§ Given exercise: Please repeat the lines below word for word, from the line containing "Segment the tree" through the line containing "87L43 91L44 79L58", both included.
== == ==
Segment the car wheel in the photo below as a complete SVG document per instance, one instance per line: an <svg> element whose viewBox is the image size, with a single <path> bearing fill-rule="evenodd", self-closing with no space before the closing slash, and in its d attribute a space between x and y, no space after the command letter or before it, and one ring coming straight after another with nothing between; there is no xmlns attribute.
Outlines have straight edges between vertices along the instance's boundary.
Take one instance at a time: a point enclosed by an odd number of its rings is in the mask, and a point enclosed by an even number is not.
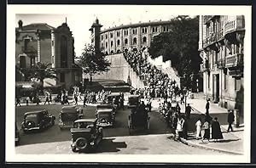
<svg viewBox="0 0 256 168"><path fill-rule="evenodd" d="M76 140L76 147L79 150L84 150L86 148L87 145L88 145L88 142L84 137L79 137Z"/></svg>

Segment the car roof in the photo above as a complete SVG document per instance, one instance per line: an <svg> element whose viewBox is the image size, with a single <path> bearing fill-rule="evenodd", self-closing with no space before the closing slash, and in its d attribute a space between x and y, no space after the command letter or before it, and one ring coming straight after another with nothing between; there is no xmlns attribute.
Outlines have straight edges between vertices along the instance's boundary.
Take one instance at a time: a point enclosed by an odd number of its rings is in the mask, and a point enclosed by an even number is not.
<svg viewBox="0 0 256 168"><path fill-rule="evenodd" d="M108 97L111 97L111 96L121 96L121 93L119 93L119 92L112 92L111 94L108 95Z"/></svg>
<svg viewBox="0 0 256 168"><path fill-rule="evenodd" d="M112 111L113 111L113 109L98 109L97 113L109 113Z"/></svg>
<svg viewBox="0 0 256 168"><path fill-rule="evenodd" d="M133 94L133 95L130 95L128 98L138 98L138 97L140 97L140 95Z"/></svg>
<svg viewBox="0 0 256 168"><path fill-rule="evenodd" d="M77 122L96 122L97 119L79 119L74 121Z"/></svg>
<svg viewBox="0 0 256 168"><path fill-rule="evenodd" d="M90 132L91 128L71 128L71 133L79 133L79 132Z"/></svg>
<svg viewBox="0 0 256 168"><path fill-rule="evenodd" d="M47 111L47 110L42 109L42 110L38 110L38 111L29 111L29 112L25 113L24 115L39 114L39 113L42 113L44 111Z"/></svg>

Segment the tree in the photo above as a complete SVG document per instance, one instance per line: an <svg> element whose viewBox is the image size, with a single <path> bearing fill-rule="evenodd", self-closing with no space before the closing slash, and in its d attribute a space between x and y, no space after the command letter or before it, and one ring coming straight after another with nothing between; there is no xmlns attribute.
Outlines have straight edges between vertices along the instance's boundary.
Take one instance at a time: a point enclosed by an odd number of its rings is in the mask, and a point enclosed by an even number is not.
<svg viewBox="0 0 256 168"><path fill-rule="evenodd" d="M39 87L43 91L44 79L58 79L55 76L56 70L51 68L50 65L51 64L38 62L34 67L20 68L20 70L25 75L26 81L39 81Z"/></svg>
<svg viewBox="0 0 256 168"><path fill-rule="evenodd" d="M101 51L96 51L93 45L87 44L80 57L79 64L82 66L83 71L90 75L91 81L92 76L95 74L108 71L111 63L105 59L105 56Z"/></svg>
<svg viewBox="0 0 256 168"><path fill-rule="evenodd" d="M198 52L199 19L187 15L172 20L169 32L163 32L154 37L149 48L152 58L162 55L165 61L171 60L179 76L183 76L189 85L192 73L197 74L201 59Z"/></svg>

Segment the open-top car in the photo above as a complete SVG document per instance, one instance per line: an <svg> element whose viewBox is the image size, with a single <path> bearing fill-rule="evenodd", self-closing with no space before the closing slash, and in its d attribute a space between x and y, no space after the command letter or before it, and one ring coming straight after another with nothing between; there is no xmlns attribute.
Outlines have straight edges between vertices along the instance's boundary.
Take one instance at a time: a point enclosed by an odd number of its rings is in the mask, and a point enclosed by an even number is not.
<svg viewBox="0 0 256 168"><path fill-rule="evenodd" d="M83 109L73 106L64 106L59 115L59 126L62 128L71 128L73 121L83 118Z"/></svg>
<svg viewBox="0 0 256 168"><path fill-rule="evenodd" d="M26 112L24 114L21 129L25 133L32 130L43 130L54 126L55 120L55 117L46 109Z"/></svg>
<svg viewBox="0 0 256 168"><path fill-rule="evenodd" d="M112 92L108 95L108 104L113 104L114 109L120 107L120 92Z"/></svg>
<svg viewBox="0 0 256 168"><path fill-rule="evenodd" d="M73 152L88 152L95 149L102 140L102 128L96 126L97 119L79 119L74 121L71 148Z"/></svg>
<svg viewBox="0 0 256 168"><path fill-rule="evenodd" d="M141 97L138 94L130 95L128 97L128 108L135 108L140 104Z"/></svg>
<svg viewBox="0 0 256 168"><path fill-rule="evenodd" d="M112 126L114 124L115 114L112 109L98 109L96 116L99 126Z"/></svg>

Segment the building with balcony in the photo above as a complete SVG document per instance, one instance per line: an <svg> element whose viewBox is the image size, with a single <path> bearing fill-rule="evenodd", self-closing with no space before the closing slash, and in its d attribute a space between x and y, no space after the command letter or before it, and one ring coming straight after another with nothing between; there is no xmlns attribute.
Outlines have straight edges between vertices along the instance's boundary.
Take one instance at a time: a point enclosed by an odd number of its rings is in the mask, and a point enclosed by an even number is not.
<svg viewBox="0 0 256 168"><path fill-rule="evenodd" d="M204 93L243 114L244 16L201 15L199 29Z"/></svg>
<svg viewBox="0 0 256 168"><path fill-rule="evenodd" d="M171 31L172 21L154 21L122 25L101 31L98 19L91 25L91 43L105 54L122 53L125 49L143 50L150 47L154 36Z"/></svg>
<svg viewBox="0 0 256 168"><path fill-rule="evenodd" d="M69 88L79 83L81 68L74 63L74 39L67 23L55 28L46 23L22 25L15 29L15 64L20 68L32 68L38 62L51 64L57 70L57 79L45 79L44 87ZM16 71L16 81L24 81Z"/></svg>

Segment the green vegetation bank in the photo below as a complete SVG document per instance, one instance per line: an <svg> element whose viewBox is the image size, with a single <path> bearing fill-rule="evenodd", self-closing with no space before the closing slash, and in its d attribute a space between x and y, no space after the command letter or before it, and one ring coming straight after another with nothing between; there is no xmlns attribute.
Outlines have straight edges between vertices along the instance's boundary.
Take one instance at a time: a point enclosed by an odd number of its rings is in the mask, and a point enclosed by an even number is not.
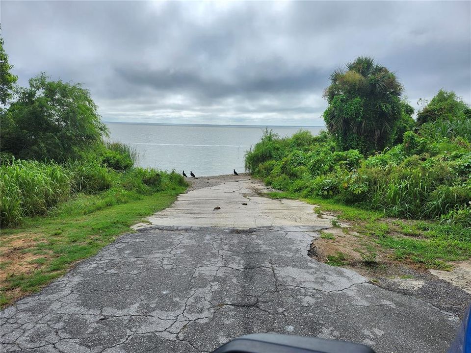
<svg viewBox="0 0 471 353"><path fill-rule="evenodd" d="M471 109L441 90L414 120L393 74L369 58L347 68L325 91L328 131L267 131L247 152L246 169L284 192L274 197L364 221L366 240L392 249L393 258L439 268L469 258Z"/></svg>
<svg viewBox="0 0 471 353"><path fill-rule="evenodd" d="M107 142L89 92L44 73L19 87L0 38L2 305L93 255L187 184Z"/></svg>

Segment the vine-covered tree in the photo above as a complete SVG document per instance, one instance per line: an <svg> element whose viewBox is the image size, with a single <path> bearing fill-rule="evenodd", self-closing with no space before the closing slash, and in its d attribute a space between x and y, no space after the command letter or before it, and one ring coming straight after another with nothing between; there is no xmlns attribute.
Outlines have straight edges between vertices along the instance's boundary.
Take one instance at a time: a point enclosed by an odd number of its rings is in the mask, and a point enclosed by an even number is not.
<svg viewBox="0 0 471 353"><path fill-rule="evenodd" d="M107 129L88 91L48 78L41 74L30 79L1 115L2 152L60 162L79 158L102 144Z"/></svg>
<svg viewBox="0 0 471 353"><path fill-rule="evenodd" d="M327 129L343 151L382 150L393 138L401 118L402 86L393 73L371 58L360 56L346 68L332 73L324 92Z"/></svg>

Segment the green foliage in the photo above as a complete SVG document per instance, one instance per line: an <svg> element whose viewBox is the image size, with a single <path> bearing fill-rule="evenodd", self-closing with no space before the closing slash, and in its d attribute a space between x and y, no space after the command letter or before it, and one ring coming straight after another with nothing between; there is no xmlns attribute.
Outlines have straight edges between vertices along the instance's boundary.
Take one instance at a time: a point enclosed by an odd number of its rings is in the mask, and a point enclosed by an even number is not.
<svg viewBox="0 0 471 353"><path fill-rule="evenodd" d="M80 159L103 144L107 131L87 90L48 81L44 74L19 90L17 100L0 118L0 149L21 159Z"/></svg>
<svg viewBox="0 0 471 353"><path fill-rule="evenodd" d="M112 172L97 163L69 161L65 165L71 177L74 192L87 194L109 189L112 182Z"/></svg>
<svg viewBox="0 0 471 353"><path fill-rule="evenodd" d="M416 122L412 117L413 114L414 108L405 100L403 100L401 101L401 115L392 134L391 141L393 146L402 143L404 134L407 131L414 130Z"/></svg>
<svg viewBox="0 0 471 353"><path fill-rule="evenodd" d="M403 88L395 76L369 57L335 71L324 96L329 106L324 120L340 150L363 153L381 150L400 140L409 128L407 107L399 97Z"/></svg>
<svg viewBox="0 0 471 353"><path fill-rule="evenodd" d="M433 123L438 120L455 120L469 119L469 106L454 92L441 89L430 102L417 113L417 124Z"/></svg>
<svg viewBox="0 0 471 353"><path fill-rule="evenodd" d="M0 103L6 105L11 98L18 77L10 72L13 66L8 63L3 44L3 39L0 37Z"/></svg>
<svg viewBox="0 0 471 353"><path fill-rule="evenodd" d="M341 252L337 252L335 255L329 255L327 256L327 263L331 266L345 266L347 261L346 255Z"/></svg>
<svg viewBox="0 0 471 353"><path fill-rule="evenodd" d="M14 160L0 166L0 223L45 214L70 194L70 173L54 163Z"/></svg>
<svg viewBox="0 0 471 353"><path fill-rule="evenodd" d="M265 129L262 140L245 155L245 169L250 172L259 165L272 159L278 159L282 154L284 140L273 131Z"/></svg>
<svg viewBox="0 0 471 353"><path fill-rule="evenodd" d="M107 150L102 158L102 163L115 170L125 171L133 164L132 160L128 156L110 150Z"/></svg>
<svg viewBox="0 0 471 353"><path fill-rule="evenodd" d="M132 168L117 173L96 161L69 161L59 165L13 158L0 166L0 224L4 227L18 225L25 217L53 213L56 207L62 207L63 202L77 195L96 195L77 199L99 199L89 210L93 212L127 202L131 194L150 195L187 186L183 176L174 172ZM82 207L69 204L73 205L70 212Z"/></svg>
<svg viewBox="0 0 471 353"><path fill-rule="evenodd" d="M410 116L412 107L402 106ZM331 199L392 217L445 217L450 224L456 217L461 227L468 222L471 201L471 140L465 128L442 133L444 122L463 122L459 115L448 119L406 131L402 143L366 158L357 150L339 151L330 134L313 137L305 132L271 137L270 150L276 153L265 153L258 165L252 154L266 148L267 141L256 145L247 158L255 176L300 197Z"/></svg>

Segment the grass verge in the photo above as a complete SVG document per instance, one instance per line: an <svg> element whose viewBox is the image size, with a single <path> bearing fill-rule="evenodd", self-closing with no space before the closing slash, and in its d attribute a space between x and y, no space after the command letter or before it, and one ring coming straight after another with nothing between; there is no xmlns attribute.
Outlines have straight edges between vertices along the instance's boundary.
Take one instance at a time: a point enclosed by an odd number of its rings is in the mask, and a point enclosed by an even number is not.
<svg viewBox="0 0 471 353"><path fill-rule="evenodd" d="M36 292L95 255L142 217L168 207L185 188L150 195L111 189L80 194L47 217L1 230L1 306Z"/></svg>
<svg viewBox="0 0 471 353"><path fill-rule="evenodd" d="M271 192L266 196L302 200L318 205L314 209L321 216L322 213L331 213L339 220L348 222L349 227L342 228L340 233L351 236L350 238L354 241L351 242L351 253L356 252L358 256L349 256L342 252L345 244L338 241L339 237L325 234L320 240L330 244L330 253L325 257L326 262L332 265L354 265L360 258L364 265L371 265L384 259L422 268L447 270L451 267L450 261L471 257L469 229L439 221L387 218L383 212L347 206L328 199L303 198L289 192Z"/></svg>

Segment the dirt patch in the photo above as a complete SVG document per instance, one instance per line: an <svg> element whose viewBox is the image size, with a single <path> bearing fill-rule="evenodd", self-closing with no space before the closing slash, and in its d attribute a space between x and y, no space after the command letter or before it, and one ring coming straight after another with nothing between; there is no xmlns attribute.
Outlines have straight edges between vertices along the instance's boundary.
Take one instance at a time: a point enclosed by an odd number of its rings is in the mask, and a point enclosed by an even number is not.
<svg viewBox="0 0 471 353"><path fill-rule="evenodd" d="M0 247L0 257L2 268L0 271L0 281L3 281L12 275L30 273L41 267L35 262L44 255L36 255L25 252L37 244L31 234L19 234L2 239Z"/></svg>
<svg viewBox="0 0 471 353"><path fill-rule="evenodd" d="M471 261L453 263L450 271L429 270L432 275L471 294Z"/></svg>
<svg viewBox="0 0 471 353"><path fill-rule="evenodd" d="M471 303L471 294L463 286L467 285L469 290L470 282L459 280L471 270L470 261L455 263L455 269L450 272L437 271L443 278L438 279L434 276L436 270L431 270L432 275L419 264L394 261L390 256L392 251L380 248L366 236L348 228L324 229L321 236L313 242L308 252L313 258L351 268L379 287L420 299L460 317ZM375 261L368 262L373 252Z"/></svg>

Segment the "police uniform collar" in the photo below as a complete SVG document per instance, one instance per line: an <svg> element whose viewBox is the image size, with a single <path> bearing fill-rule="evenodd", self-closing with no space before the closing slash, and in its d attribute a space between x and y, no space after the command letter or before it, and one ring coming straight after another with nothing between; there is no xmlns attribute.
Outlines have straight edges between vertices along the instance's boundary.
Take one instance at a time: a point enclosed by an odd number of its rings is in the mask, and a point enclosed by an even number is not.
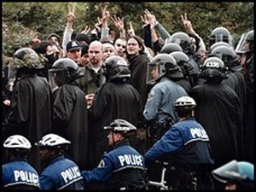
== == ==
§ Result:
Segment the tree in the photo above as a complete SVG document per instance, one instance per line: an <svg> element whose viewBox is the image size, with a single <path> bearing fill-rule="evenodd", self-closing with no space before the closing slash, and in its d attribute a space between x and y, no space after the command letter or before it, and one ring coming straight after another with nothing between; there is no xmlns attribute.
Outlines have straight edges between vertices along the instance's boundary.
Take one instance at a time: a point enclosed by an odd number of its rings is in the mask, and a point enclosed by an even number is not.
<svg viewBox="0 0 256 168"><path fill-rule="evenodd" d="M39 87L43 91L44 79L58 79L55 76L56 70L51 68L50 65L51 64L38 62L34 67L20 68L20 70L25 75L26 81L39 81Z"/></svg>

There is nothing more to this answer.